--- Start ---

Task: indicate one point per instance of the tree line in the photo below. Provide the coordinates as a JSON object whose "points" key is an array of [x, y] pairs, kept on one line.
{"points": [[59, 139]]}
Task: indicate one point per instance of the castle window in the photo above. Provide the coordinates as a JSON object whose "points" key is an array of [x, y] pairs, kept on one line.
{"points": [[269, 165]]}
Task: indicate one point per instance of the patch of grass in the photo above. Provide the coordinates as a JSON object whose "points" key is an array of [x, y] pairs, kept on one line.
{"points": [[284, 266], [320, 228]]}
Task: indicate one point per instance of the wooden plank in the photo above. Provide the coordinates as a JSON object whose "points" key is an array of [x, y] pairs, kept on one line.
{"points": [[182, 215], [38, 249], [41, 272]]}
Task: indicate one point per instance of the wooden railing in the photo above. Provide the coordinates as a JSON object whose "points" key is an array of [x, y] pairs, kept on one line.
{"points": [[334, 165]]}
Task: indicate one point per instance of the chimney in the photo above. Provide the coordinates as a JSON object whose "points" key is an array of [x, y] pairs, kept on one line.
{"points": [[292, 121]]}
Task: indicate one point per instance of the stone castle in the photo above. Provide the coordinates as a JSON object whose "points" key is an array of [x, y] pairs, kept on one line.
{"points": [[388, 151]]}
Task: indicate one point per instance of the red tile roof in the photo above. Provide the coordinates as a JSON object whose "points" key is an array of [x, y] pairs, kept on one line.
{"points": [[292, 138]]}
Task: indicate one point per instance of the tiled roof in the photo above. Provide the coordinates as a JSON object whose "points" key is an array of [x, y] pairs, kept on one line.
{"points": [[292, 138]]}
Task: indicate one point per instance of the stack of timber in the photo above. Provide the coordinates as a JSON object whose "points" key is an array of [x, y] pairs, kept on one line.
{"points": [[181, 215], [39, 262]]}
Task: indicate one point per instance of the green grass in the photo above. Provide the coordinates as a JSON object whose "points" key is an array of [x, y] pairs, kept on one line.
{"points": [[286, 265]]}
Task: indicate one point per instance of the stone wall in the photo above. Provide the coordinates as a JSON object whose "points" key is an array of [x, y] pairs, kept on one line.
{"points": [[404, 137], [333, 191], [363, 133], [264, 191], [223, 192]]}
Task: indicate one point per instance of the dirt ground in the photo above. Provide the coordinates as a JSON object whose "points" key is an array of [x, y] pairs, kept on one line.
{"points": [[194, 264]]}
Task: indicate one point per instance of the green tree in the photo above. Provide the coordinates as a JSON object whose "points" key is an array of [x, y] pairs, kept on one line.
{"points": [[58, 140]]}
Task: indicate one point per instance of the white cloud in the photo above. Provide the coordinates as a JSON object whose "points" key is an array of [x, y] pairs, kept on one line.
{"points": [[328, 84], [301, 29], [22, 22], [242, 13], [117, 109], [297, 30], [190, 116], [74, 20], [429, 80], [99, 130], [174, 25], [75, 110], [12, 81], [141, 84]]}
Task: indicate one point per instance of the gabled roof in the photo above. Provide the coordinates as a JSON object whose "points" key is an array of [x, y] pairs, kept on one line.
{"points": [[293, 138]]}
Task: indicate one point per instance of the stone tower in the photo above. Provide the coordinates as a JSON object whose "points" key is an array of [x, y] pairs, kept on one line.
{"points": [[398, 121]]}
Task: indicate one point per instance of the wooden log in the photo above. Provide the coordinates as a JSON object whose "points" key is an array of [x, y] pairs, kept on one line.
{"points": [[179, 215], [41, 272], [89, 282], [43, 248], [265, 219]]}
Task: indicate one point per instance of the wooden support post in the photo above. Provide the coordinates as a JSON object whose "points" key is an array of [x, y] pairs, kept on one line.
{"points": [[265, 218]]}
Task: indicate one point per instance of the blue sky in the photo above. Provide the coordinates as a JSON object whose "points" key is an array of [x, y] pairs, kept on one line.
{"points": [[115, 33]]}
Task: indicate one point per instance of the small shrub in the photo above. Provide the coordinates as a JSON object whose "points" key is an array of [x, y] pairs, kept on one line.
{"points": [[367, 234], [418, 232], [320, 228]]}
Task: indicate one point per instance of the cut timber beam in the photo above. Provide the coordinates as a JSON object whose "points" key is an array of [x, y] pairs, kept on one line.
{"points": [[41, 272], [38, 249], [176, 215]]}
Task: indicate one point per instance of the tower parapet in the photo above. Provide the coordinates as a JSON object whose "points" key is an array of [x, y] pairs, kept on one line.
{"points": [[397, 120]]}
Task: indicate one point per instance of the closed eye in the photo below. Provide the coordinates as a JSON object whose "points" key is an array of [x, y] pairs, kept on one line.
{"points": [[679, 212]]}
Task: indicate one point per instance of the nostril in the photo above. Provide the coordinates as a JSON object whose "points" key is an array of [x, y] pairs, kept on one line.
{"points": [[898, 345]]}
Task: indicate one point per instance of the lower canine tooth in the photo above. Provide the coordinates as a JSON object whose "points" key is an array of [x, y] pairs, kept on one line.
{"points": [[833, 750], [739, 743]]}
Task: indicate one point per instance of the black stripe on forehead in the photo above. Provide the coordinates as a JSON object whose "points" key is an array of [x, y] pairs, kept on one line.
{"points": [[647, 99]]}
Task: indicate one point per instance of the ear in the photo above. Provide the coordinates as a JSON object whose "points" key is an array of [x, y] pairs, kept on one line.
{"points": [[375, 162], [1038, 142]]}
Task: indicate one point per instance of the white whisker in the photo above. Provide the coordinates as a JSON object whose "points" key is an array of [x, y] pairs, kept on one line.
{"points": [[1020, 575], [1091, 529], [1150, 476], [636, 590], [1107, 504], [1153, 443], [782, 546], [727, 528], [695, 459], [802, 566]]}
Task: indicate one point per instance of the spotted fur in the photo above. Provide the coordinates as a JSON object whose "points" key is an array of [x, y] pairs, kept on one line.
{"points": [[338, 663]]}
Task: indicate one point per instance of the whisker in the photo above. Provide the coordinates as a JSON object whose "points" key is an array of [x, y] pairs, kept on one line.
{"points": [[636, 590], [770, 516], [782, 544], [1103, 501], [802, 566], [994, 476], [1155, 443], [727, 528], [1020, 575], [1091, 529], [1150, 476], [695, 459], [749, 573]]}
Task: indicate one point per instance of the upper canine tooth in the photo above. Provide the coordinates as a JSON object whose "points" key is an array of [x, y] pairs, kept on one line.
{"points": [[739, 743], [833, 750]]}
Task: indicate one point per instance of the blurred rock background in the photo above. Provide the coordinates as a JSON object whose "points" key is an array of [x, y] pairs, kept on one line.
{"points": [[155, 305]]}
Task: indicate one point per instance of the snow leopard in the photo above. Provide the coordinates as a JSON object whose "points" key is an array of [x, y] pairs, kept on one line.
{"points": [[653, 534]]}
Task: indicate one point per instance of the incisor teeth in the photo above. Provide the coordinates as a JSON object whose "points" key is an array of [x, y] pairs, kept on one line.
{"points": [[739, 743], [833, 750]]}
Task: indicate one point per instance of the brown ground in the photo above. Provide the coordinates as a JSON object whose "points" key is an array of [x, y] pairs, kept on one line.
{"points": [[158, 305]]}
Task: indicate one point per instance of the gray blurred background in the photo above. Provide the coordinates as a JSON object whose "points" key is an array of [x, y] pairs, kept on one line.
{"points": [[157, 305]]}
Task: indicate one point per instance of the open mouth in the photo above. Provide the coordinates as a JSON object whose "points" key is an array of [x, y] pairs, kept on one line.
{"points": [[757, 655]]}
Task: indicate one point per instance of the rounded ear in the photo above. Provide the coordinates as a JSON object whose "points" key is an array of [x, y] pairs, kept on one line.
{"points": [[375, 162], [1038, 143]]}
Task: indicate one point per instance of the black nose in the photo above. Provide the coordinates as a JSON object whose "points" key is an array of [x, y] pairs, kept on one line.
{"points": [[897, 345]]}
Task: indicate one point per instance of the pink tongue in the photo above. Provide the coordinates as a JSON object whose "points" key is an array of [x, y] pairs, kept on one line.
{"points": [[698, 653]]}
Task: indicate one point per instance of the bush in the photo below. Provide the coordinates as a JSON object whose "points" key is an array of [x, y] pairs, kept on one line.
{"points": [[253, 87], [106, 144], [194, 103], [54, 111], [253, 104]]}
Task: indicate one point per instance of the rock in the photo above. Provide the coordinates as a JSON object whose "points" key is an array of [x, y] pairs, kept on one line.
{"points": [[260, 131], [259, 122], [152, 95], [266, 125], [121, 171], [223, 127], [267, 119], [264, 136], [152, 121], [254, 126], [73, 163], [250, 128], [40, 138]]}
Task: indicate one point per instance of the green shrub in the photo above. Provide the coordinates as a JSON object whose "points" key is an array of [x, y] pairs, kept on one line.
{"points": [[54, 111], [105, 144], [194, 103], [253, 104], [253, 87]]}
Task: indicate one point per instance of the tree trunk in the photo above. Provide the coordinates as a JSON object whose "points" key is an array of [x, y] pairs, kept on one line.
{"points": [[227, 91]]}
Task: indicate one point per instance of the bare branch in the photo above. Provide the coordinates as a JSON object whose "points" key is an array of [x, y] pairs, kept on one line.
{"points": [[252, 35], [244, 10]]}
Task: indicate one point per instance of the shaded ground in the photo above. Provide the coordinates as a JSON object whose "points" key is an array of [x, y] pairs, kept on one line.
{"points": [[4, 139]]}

--- End ---

## GOAL
Your output consists solely of the lines from the one with "Task: indicate one point per instance of the green shrub" through the last line, copied exactly.

## RESULT OF THIS EXERCISE
Task: indicate one point per instance of the green shrub in the photo above. Provide the coordinates as a JSON object whose "points" key is an array of [x, y] pairs, kept on one line.
{"points": [[54, 111], [105, 144], [194, 103], [253, 104], [253, 87]]}
Task: indicate one point per instance of the tree trunk in the photo above. Provide the coordinates as a JSON object whose "points" key is an array of [x, y] pairs, kept on one line.
{"points": [[227, 91]]}
Task: indicate one point per instance of the bare branch in the photo above. Provide the coordinates as a JSON object whose "points" key is an array of [x, y] pairs, kept on one line.
{"points": [[252, 35], [244, 10]]}
Task: indicate one point per instance of the shaded ground in the photo above. Provide the coordinates as a JSON object whose "points" key is an array of [x, y] pairs, kept on one line.
{"points": [[4, 139]]}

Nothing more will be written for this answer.